_STATED GOAL:_ Convert only the entries below from the line containing "on the standing" through the end of the entries into a two-column CSV with the header text,answer. Give one row per entry, putting the entry's text and its answer each in a single quoted field with every line break changed to a space.

══════════

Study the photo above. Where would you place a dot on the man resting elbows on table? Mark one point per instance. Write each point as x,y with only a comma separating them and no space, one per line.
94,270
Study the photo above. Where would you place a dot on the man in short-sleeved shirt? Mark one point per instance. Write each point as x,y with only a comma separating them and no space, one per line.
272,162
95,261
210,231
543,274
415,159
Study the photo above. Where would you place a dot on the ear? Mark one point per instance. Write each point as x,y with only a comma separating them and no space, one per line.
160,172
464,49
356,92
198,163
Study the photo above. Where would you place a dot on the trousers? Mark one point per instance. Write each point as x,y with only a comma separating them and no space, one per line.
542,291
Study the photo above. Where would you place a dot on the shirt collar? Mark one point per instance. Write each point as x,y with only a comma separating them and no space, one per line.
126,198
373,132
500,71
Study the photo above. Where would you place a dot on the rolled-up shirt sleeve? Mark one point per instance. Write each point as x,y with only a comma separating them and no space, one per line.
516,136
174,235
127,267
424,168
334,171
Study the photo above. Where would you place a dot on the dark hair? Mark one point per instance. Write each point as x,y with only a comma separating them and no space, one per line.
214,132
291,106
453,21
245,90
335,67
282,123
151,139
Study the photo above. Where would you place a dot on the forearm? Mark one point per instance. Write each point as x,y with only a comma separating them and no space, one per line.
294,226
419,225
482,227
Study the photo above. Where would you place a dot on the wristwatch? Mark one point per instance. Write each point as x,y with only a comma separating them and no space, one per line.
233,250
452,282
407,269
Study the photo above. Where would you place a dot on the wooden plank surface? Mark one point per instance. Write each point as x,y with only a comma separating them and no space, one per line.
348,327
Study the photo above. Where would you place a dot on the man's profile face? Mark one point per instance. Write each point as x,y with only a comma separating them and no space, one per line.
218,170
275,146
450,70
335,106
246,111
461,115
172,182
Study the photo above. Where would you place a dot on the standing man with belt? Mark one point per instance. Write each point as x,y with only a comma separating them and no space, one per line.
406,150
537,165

══════════

_REPLY TO THE EXERCISE:_
text,answer
"Study the photo above. Where would you place a dot on the standing man with belt? Mark one point per instance. Write each point as x,y with only a comma separating them and no space, one per line.","406,150 537,165"